Yazılı görev 1 —
Sağlanan metinde "Fazlaydı bunlar arzularımdan" ile başlayıp "kara dallar Orod-na-Thon'da!" ile biten bölümü hiçbir değişiklik yapmadan yazdır.
Yazılı görev 2 —
Sağlanan metne göre Gandalf, Ağaçsakal hakkında ne söylüyor?

Sağlanan metin —
Agaç Sakal

Ağaçsakal Yavanna'nın ağaçları, Cücelerden koruması için yarattığı entlerin lideridir. Gandalf onun Orta Dünya'daki en yaşlı canlı olduğunu söylüyor. Ama aynı şey Tom Bombadil içinde söyleniyor. Bana göre Ağaçsakal Orta Dünya'da doğan en yaşlı canlı.

Resim

Ağaçsakal ve entler, aynı zamanda Ağaçsakal'ın isminin elfçesi olan, kadim zamanlarda çok daha büyük olan Fangorn Ormanı'ında yaşıyorlardı. Enthanımları kaybettikleri için çok uzun yıllardır hiç entçik yoktu ve kalan entlerde ağaçlaşmaya başladıkları için sayıları gitgide azalıyordu.

Ağaçsakal'ın hafızası çok kuvvetli idi. Büyük Savaş'tan sonra yanan ormanları hatırlıyordu. Bunu Merry ve Pippin'e söylediği şarkıdan anlayabiliyoruz.

Alıntı
Bahar vakti gezindim Tasarinan'ın söğütlü kırlarında.
Ah! Nan-tasarion'da ne güzeldir Bahar manzarası, Bahar kokusu!
İşte, dedim, en güzeli bu.
Yaz vakti dolandım Ossiriand'ın karaağaç ormanlarında. Ah! Ne güzeldir Yaz ışığı, Yaz müziği Ossir'in Yedi Dereleri kıyısında!
İşte, dedim kendi kendime, en mükemmeli bu.
Neldoreth'in kayınlarına vardım Güz vakti.
Ah! Ne güzeldir Sonbahar, altın ve san ve ah eden yapraklar Taur-na-neldor'da!
Fazlaydı bunlar arzularımdan da.
Kışın tırmandım Dorthonion dağlıklarındaki çamlara.
Ah! Ne güzeldir Kış rüzgarı, Kış beyazı, kara dallar Orod-na-Thon'da!
Yükseldi sesim, şarkı söyledim semaya.

Verilen satırlar —
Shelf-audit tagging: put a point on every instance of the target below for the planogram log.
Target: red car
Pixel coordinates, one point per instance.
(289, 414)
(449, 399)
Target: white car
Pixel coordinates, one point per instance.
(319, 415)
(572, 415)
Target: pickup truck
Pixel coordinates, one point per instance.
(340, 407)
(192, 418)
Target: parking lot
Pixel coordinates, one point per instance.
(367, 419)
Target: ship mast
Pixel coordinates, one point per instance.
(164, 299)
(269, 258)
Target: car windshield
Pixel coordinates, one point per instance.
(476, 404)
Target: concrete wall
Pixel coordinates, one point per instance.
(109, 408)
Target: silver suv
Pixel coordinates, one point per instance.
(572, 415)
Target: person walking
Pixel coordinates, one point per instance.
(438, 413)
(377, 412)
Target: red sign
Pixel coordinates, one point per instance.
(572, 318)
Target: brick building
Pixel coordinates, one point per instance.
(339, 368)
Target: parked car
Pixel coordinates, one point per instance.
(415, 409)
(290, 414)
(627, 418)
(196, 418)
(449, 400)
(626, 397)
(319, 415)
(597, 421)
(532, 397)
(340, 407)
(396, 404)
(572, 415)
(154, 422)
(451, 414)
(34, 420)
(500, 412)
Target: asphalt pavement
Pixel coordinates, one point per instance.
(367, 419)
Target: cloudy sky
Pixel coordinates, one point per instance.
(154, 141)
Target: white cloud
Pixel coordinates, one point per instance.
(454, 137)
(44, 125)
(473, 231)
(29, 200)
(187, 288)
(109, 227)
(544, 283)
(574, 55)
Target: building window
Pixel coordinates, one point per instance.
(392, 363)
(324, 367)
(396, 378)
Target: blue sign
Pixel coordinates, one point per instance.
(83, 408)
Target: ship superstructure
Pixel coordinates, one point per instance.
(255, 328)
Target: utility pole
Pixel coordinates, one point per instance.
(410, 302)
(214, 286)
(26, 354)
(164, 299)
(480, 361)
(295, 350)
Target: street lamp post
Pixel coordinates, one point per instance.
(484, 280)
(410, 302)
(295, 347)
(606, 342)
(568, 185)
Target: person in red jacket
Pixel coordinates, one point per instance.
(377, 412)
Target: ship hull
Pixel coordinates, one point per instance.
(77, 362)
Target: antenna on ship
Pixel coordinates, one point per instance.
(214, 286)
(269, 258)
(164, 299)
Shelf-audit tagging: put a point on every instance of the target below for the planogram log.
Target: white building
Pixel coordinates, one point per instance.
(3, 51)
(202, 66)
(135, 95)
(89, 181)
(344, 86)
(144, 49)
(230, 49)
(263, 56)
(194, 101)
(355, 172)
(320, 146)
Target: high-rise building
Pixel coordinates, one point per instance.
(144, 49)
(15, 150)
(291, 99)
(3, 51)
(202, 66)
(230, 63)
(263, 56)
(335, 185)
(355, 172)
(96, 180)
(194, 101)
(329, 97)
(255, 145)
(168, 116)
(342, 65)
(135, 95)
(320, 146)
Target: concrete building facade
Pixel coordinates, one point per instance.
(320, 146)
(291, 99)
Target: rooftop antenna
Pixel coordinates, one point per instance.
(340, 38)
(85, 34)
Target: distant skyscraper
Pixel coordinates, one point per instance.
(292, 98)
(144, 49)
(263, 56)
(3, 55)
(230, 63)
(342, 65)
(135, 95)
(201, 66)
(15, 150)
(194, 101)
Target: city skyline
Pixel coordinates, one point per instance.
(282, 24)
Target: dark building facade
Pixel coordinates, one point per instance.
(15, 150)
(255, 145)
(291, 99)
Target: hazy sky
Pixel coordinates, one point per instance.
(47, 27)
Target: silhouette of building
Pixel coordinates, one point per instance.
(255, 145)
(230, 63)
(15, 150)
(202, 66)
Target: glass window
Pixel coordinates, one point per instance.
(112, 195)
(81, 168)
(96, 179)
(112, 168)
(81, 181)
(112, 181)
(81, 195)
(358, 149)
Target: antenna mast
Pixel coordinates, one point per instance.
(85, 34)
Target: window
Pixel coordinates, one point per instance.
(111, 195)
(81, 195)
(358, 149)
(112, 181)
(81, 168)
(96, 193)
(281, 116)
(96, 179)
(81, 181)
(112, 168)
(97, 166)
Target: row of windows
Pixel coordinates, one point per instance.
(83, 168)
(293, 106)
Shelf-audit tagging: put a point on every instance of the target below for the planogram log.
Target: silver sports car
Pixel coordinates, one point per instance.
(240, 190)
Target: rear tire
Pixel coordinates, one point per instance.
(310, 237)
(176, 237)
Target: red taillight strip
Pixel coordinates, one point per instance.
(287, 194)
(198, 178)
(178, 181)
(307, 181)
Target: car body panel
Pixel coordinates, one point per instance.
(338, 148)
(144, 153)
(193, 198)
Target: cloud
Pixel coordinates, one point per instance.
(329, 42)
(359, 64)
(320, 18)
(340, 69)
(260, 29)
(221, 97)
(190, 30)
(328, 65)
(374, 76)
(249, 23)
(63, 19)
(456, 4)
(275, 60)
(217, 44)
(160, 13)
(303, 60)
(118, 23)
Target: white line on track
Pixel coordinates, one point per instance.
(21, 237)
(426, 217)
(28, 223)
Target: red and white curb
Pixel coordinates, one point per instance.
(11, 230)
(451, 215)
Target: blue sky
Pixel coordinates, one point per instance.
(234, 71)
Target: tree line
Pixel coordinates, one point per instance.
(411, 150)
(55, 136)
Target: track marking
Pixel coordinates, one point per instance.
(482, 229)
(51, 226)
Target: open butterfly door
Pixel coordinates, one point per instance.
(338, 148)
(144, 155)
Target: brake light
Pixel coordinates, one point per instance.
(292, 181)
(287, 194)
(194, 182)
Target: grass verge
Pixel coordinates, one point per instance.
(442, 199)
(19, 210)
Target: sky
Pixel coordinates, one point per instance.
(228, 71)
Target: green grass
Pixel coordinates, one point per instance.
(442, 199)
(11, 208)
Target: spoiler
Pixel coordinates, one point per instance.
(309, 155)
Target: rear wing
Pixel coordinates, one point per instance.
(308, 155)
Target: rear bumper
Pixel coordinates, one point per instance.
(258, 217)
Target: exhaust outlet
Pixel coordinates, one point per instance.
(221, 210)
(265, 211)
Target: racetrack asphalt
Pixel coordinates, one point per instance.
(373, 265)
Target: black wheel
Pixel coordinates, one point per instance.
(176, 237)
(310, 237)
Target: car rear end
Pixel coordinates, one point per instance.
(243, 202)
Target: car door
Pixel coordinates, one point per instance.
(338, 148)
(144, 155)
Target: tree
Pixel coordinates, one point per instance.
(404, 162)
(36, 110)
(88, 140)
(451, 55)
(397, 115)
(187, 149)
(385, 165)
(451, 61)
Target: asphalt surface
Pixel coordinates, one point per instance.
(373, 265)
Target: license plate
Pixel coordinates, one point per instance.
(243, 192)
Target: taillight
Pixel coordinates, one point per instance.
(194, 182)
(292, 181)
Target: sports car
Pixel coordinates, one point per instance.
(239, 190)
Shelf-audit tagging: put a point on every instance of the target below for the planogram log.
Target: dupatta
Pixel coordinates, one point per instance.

Doğru çıktı 1 —
Fazlaydı bunlar arzularımdan da.
Kışın tırmandım Dorthonion dağlıklarındaki çamlara.
Ah! Ne güzeldir Kış rüzgarı, Kış beyazı, kara dallar Orod-na-Thon'da!

Doğru çıktı 2 —
Gandalf, Ağaçsakal'ın Orta Dünya'daki en yaşlı canlı olduğunu söylüyor.